FRAGMENTO DEL DOCUMENTO.

Si vemos a un niño de cuatro años que nos saca la lengua cuando nosotros lo hacemos o que nos guiña un ojo si lo guiñamos nosotros también es comprensible concluir que disponemos de una capacidad innata para imitar, y de ahí se está a un paso para defender que se puede aprender (adquirir una conducta, que se convierta en altamente probable) sólo observando lo que otro hace. Pero estamos obviando toda la historia previa, incluso con cuatro años, que ese individuo tiene de refuerzo diferencial de la conducta de imitación (como operante generalizada). Desde que nacemos, nuestros padres (sistemáticamente o no, conscientemente o no) nos refuerzan cualquier balbuceo que se asemeje, aunque sea vagamente, a una palabra, de la misma manera que nos refuerzan que les miremos fijamente (“como si le entendiésemos”) y, por supuesto, nos refuerzan que repitamos lo que ellos hacen. Los organismos “recién llegados” no disponen de ningún (o muy poco) control operante por el estímulo y, por tanto, se pasan el día reaccionando de manera refleja y desplegando una amplia cantidad y variedad de conductas que luego se van seleccionando en función de las consecuencias que le siguen. El efecto del refuerzo es tal que luego hay que aplicarles cierta extinción para que dejen de hablar, de atendernos o de imitar en contextos poco deseables. Esa conducta de imitación se va moldeando luego dependiendo de la historia personal de cada uno, haciendo que distingamos entre modelos adecuados o no, situaciones favorables para la imitación, etc. Y toda esta historia de aprendizaje de la conducta de imitar se hace aún más compleja cuando interviene el lenguaje y el sujeto aprende a seguir instrucciones y luego a crearlas.

INFORMACIÓN REGISTRADA.
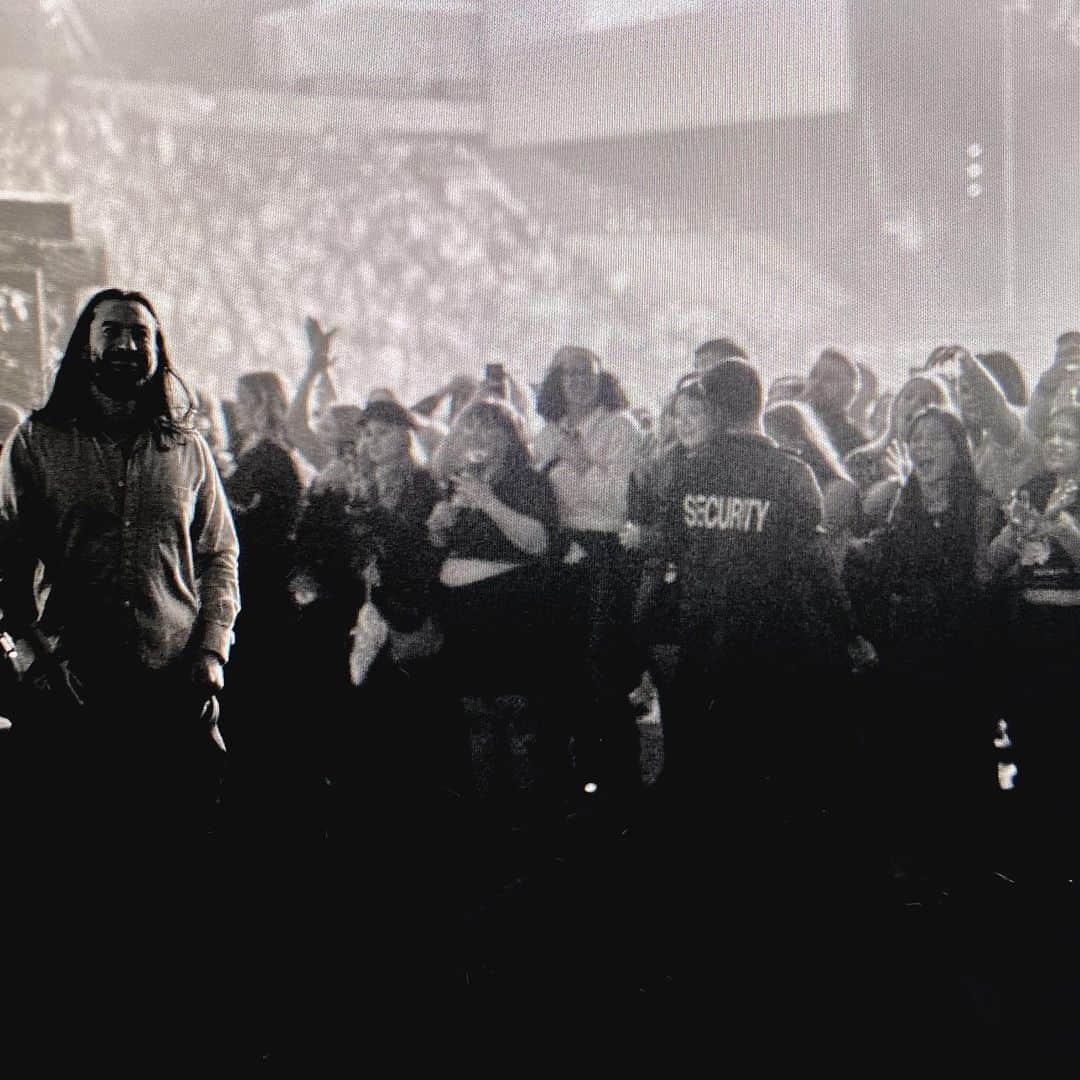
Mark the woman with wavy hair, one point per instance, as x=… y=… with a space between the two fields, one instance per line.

INSTRUCCIONES DE TRABAJO. Continúa, por favor, el texto sobre el aprendizaje de la conducta de imitar a partir de su última oración.

PROBLEMA RESUELTO.
¿Significa esto que no disponemos de un “reflejo de imitación”? No necesariamente. Ni lo defiendo ni lo rechazo. Creo que es difícil de determinar a partir de la experiencia anecdótica y sesgada del que busca cierta conexión con su hijo, pero incluso aunque así fuera no implicaría la existencia de un nuevo y oscuro mecanismo de aprendizaje que, como adelantábamos antes, no dispone de evidencia experimental robusta y, además, choca con lo que sí sabemos sobre cómo aprendemos. En definitiva, un individuo no entrenado para imitar no imita, actúa. Y la adquisición (selección de respuestas) no depende de la simple emisión sino de si ésta es reforzada o no después.

¿Son, entonces, las “neuronas espejo” la estructura nerviosa de esta operante? ¿Y qué implica eso? En primer lugar, sabemos que el cerebro es plástico y que, por tanto, según qué funciones pueden asumirse por estructuras diferentes a la “habitual” en casos de lesiones, por ejemplo. También sabemos que la función hace al órgano, es decir, que las “neuronas espejo” no sustentarían ese comportamiento si no se diesen las circunstancias ambientales para que dicho comportamiento se adquiriese. Si eliminamos al aprendizaje por imitación de la ecuación, lo que tenemos es que llamaremos “neuronas espejo” a las neuronas que se activan cuando imitamos a alguien, sea este comportamiento un reflejo innato o una operante. De acuerdo, nunca viene mal ponerle nombre a las cosas.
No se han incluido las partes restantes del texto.